** START **

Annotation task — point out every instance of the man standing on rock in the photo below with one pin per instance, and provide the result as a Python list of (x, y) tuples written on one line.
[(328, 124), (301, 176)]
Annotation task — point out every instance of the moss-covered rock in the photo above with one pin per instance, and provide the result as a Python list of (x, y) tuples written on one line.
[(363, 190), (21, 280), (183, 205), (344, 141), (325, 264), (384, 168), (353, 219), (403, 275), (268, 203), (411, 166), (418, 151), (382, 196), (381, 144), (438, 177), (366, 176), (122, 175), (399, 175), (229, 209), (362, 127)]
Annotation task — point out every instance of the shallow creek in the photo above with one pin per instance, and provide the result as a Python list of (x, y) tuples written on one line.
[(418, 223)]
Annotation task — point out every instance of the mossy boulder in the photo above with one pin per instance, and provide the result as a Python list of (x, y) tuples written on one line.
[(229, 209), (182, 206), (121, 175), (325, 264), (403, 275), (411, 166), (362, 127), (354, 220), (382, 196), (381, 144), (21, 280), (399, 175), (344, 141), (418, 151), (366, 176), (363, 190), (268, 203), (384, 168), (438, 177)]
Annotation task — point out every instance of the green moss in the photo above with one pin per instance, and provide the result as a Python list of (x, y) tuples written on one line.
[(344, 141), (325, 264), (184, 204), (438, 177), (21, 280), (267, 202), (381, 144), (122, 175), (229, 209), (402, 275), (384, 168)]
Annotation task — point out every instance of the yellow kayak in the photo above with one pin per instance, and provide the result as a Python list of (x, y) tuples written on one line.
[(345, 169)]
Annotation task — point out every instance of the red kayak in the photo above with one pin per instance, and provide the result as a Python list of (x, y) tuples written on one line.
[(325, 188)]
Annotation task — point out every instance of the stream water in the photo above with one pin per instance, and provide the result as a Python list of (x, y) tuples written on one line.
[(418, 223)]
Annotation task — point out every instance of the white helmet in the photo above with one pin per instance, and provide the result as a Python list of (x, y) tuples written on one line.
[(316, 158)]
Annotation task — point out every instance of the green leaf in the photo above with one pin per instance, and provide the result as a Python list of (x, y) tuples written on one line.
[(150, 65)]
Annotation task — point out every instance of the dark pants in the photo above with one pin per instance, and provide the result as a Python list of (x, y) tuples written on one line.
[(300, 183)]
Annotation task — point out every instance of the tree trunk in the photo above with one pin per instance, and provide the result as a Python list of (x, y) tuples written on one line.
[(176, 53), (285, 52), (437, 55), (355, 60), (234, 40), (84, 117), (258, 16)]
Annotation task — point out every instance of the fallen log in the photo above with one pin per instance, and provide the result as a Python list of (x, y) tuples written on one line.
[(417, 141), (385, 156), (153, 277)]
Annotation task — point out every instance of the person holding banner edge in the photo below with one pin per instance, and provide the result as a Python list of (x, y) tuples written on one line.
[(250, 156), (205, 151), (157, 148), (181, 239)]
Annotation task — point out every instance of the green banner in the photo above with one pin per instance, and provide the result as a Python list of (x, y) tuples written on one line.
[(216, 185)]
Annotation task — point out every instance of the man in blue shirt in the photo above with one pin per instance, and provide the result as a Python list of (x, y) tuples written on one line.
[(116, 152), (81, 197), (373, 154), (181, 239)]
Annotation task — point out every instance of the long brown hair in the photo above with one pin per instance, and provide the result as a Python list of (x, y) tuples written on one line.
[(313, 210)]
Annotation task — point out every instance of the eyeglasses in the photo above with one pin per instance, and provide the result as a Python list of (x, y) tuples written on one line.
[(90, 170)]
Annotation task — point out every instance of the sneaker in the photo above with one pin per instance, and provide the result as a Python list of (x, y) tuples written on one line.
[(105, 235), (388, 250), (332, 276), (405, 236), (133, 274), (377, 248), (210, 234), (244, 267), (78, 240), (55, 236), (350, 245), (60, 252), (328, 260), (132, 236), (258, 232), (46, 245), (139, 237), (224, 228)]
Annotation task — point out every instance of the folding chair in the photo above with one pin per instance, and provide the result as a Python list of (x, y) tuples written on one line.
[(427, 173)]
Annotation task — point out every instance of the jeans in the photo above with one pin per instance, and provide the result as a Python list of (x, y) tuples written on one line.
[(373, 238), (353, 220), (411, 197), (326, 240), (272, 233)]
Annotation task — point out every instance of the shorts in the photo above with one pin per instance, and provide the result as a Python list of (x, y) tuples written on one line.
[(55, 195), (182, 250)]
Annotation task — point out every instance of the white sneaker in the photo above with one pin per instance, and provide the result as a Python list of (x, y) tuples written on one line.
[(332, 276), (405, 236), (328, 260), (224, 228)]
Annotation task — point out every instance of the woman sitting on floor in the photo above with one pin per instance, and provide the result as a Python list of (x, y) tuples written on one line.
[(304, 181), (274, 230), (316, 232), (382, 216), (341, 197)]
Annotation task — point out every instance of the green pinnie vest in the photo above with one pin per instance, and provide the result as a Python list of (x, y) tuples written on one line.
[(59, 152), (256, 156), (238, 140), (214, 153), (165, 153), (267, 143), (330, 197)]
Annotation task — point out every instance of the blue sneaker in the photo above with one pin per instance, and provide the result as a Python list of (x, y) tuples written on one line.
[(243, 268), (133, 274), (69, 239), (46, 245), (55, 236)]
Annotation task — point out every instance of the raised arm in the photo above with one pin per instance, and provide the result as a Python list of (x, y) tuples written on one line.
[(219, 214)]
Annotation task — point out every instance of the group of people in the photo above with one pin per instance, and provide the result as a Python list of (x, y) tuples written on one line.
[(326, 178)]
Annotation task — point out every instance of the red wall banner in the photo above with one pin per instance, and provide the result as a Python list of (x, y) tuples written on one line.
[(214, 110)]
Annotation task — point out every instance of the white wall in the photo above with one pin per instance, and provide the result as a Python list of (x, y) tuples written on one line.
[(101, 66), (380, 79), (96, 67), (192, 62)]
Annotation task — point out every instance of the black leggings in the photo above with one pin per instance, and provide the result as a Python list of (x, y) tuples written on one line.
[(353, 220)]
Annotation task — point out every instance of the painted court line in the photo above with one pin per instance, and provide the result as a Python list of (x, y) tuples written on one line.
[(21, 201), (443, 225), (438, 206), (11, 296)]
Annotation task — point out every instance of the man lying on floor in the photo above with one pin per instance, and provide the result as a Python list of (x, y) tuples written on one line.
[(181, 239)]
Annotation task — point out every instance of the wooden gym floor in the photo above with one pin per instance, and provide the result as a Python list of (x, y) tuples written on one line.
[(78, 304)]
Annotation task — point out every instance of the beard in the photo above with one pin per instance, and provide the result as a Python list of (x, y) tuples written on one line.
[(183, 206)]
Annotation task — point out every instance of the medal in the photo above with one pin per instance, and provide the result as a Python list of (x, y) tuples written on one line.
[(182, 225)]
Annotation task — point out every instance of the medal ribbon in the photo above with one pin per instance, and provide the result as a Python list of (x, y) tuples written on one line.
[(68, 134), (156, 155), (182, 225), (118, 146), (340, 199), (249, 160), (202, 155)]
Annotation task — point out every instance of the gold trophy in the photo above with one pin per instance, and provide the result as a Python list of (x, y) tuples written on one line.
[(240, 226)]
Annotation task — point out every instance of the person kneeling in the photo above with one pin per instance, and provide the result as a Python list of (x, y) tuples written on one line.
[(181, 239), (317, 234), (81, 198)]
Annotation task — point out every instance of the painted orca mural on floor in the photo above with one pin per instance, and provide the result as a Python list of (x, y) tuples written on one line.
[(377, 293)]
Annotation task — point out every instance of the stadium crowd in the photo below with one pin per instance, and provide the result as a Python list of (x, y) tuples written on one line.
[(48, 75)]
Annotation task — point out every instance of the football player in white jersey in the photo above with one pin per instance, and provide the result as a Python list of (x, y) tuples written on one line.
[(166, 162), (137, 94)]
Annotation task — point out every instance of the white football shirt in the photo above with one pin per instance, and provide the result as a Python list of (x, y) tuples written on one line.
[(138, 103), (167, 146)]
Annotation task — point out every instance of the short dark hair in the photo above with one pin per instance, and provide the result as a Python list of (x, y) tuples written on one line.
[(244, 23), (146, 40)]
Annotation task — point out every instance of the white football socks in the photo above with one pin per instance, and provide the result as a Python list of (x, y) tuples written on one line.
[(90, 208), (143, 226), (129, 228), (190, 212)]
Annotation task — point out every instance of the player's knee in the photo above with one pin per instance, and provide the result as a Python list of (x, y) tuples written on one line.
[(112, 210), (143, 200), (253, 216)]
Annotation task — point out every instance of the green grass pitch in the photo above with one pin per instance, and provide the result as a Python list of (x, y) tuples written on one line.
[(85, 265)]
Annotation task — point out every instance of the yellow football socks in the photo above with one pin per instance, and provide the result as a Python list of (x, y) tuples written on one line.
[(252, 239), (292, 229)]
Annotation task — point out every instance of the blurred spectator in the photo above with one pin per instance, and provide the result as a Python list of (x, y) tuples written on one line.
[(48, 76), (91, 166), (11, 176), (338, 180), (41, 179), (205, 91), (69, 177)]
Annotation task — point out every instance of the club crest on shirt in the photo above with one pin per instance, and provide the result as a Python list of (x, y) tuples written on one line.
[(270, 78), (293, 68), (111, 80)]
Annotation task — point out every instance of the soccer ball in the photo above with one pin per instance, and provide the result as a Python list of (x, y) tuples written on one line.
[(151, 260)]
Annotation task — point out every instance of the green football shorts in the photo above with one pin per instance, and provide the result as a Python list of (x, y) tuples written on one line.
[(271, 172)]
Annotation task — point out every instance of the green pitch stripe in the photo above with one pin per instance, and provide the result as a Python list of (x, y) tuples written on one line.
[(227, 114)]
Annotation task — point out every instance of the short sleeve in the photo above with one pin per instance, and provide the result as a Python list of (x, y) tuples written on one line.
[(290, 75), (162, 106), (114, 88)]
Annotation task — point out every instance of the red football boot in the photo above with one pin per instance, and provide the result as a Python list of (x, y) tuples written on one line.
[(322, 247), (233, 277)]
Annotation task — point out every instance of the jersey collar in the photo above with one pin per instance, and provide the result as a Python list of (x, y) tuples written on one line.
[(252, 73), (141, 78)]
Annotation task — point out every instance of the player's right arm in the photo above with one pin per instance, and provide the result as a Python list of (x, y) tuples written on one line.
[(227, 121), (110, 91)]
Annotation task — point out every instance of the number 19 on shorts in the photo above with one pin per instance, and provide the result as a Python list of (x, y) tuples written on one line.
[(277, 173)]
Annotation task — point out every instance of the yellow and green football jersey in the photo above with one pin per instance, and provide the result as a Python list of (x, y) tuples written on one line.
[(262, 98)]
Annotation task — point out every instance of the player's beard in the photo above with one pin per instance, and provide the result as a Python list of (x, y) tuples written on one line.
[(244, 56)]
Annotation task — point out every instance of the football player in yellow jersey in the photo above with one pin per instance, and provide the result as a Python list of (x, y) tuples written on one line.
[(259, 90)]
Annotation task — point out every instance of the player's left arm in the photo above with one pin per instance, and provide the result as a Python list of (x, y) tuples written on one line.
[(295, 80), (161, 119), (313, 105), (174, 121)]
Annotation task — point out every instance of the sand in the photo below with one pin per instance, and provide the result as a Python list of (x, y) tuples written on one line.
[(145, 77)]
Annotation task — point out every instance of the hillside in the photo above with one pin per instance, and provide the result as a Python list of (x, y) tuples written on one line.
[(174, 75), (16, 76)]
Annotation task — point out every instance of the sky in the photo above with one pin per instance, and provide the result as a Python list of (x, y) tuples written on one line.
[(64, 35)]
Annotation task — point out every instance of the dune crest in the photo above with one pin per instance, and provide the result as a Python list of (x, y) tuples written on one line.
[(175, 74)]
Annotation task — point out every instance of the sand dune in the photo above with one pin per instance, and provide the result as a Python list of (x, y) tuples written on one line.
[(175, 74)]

** END **
** START **

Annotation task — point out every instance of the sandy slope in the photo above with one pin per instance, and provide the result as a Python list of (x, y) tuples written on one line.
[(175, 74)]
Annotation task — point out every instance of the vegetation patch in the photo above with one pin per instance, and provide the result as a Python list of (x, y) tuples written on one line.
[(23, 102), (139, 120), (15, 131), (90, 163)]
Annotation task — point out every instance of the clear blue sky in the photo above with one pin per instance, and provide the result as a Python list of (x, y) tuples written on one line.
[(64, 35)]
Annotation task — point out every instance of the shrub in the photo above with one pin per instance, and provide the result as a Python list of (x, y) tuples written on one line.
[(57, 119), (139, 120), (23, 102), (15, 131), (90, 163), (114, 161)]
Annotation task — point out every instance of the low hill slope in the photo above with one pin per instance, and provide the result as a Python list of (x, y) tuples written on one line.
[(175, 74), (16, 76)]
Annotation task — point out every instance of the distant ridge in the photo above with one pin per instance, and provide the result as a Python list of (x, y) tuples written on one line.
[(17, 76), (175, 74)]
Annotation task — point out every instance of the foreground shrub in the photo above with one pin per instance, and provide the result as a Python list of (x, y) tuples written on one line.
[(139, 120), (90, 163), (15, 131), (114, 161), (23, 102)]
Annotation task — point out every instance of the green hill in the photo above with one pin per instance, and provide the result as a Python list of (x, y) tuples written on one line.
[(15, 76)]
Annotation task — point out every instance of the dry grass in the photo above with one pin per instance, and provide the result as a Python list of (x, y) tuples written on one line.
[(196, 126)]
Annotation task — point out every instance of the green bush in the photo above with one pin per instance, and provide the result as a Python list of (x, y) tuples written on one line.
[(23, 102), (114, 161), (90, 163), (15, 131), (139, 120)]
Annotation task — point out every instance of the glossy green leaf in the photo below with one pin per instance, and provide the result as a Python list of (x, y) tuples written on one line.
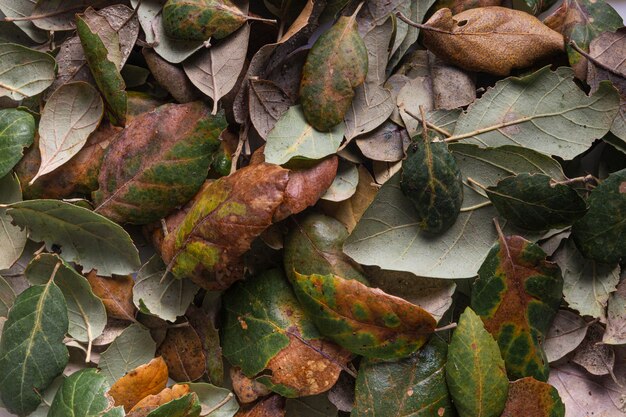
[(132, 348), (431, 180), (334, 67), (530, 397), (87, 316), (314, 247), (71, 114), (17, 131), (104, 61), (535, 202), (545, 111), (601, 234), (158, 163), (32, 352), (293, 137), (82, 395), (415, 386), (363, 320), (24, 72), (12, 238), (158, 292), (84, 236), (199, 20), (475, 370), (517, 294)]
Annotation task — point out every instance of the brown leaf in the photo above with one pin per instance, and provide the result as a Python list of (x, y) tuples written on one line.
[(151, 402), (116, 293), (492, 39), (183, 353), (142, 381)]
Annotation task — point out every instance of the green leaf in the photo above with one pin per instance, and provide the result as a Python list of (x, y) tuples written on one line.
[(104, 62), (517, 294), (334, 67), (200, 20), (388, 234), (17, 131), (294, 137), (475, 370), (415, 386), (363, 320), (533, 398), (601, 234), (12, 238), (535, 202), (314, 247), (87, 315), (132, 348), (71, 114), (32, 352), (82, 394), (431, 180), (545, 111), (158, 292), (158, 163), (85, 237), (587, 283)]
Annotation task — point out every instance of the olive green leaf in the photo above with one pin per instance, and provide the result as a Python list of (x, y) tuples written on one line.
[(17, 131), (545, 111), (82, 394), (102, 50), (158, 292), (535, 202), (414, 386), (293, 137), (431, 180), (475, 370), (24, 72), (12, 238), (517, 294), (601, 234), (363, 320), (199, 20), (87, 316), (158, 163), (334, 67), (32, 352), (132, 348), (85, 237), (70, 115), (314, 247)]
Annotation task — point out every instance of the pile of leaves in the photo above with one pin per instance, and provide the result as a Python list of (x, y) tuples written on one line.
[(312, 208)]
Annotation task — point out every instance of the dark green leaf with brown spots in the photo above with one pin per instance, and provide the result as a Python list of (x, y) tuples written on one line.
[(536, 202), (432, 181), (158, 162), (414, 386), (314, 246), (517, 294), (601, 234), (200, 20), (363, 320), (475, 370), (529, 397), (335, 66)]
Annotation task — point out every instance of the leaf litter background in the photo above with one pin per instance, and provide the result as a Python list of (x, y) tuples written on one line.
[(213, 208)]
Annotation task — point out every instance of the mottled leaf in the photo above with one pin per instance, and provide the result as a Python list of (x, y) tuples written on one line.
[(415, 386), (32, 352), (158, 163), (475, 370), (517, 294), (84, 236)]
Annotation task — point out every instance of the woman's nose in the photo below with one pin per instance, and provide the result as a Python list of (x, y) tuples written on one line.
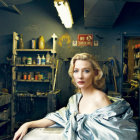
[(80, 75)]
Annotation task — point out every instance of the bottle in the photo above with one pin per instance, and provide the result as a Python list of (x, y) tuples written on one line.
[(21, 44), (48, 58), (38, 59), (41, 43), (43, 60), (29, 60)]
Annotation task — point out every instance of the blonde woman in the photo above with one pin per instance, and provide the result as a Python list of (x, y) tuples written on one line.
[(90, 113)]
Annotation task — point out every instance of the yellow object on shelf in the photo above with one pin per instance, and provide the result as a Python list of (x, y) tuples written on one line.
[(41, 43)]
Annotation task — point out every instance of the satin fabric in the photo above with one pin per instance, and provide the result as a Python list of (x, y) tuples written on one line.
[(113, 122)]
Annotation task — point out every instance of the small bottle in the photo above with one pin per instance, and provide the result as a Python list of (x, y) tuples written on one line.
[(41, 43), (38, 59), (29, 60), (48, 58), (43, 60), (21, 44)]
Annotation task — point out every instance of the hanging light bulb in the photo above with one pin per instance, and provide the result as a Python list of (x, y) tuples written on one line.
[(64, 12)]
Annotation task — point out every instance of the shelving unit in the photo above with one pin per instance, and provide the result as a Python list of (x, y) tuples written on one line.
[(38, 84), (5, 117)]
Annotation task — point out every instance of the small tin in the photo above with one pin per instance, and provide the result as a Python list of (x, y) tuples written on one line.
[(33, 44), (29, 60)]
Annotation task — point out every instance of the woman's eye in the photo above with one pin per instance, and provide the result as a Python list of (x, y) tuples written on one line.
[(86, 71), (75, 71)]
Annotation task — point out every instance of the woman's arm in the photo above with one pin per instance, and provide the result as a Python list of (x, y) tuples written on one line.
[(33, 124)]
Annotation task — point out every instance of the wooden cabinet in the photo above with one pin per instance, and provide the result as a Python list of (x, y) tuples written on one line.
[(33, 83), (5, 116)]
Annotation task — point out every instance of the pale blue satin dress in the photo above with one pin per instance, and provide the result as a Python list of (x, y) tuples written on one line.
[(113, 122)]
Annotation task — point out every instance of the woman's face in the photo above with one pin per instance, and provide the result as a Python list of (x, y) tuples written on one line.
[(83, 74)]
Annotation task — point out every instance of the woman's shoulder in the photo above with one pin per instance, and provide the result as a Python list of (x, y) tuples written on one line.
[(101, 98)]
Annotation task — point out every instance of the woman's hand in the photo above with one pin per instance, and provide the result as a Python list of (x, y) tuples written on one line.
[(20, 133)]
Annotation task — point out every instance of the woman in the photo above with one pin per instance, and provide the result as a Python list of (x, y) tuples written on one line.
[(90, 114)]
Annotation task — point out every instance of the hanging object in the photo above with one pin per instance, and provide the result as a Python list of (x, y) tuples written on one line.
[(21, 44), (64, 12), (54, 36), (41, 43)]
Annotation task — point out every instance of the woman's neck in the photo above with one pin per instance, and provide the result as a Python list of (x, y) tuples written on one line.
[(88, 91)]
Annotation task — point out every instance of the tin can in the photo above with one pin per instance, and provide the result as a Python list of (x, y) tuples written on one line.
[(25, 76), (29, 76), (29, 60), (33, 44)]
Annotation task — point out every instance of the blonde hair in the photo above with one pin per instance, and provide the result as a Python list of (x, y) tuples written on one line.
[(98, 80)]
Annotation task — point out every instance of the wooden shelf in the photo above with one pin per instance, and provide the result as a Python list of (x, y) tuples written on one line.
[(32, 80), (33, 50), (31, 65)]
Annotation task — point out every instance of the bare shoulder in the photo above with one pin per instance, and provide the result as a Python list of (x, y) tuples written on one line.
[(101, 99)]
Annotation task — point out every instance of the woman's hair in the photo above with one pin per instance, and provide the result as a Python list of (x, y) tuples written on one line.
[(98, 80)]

** END **

Reproduce verbatim the lines above, from the line containing "Annotation task — point out every instance of the woman's arm" through the line containing "[(20, 133)]", including both of those lines.

Annotation task — point out every instance of the woman's arm in the photo above with one pin per instance, and provide the result as a Python list of (x, y) tuples written on one line.
[(33, 124)]
Annotation task — point out every instance of the wooden cabinet in the photo above with one pin per instance, and provide the result as a Python list of (x, y) tuples written on one line.
[(33, 83), (5, 116)]
Annotation task — point out every instance of the pale blue satin dress in the photo above with one pin per instance, and provide the result as a Python list of (x, y) tuples written on one line.
[(113, 122)]
Annotation task — point out every instance of the woman's face in the photo above with one pin per instance, and provide the result as a Python list of (x, y) tuples written on one line.
[(83, 74)]
Annotation task — point out every instance of the woman's shoulder in the photo above with one pin per instance, and provide the result as a Python list of (x, y) tuples written on one line.
[(101, 98)]
Annotation task — point out every instance of the woman's hand in the photo above with one pin per instance, and provide the result as a Python list of (x, y) tuples written on one line.
[(20, 133)]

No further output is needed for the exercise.